WHAT THE EXERCISE ASKS -> Among the lines below, list those containing the string "doorway".

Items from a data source

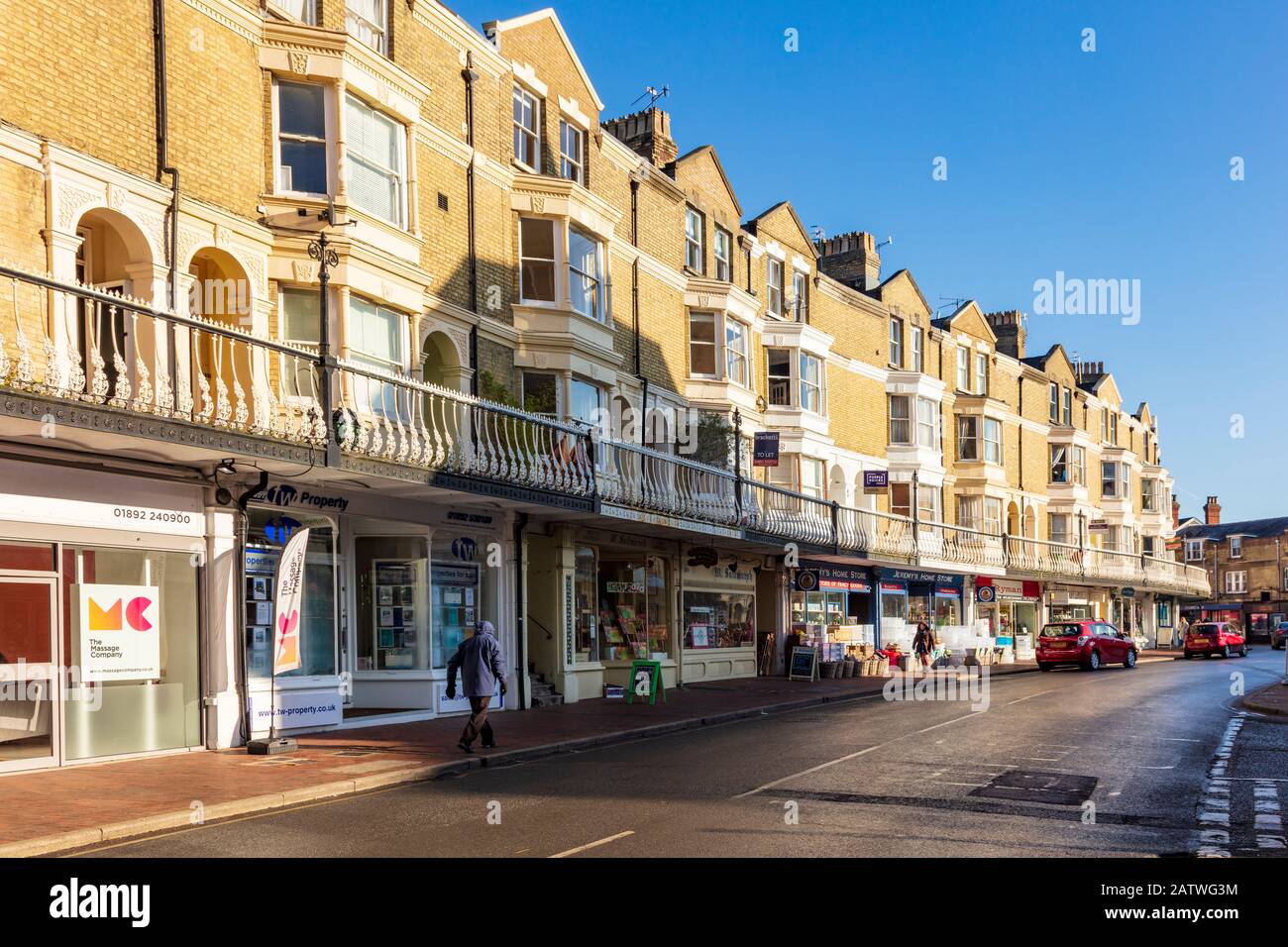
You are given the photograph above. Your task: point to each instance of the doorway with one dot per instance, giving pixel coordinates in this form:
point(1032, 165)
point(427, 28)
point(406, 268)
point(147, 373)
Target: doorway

ANSWER TO THIS TASK ->
You are given the photograph above. Your task: point to each instance of the doorway with one dot per instance, giving pixel coordinates in this form:
Target: doorway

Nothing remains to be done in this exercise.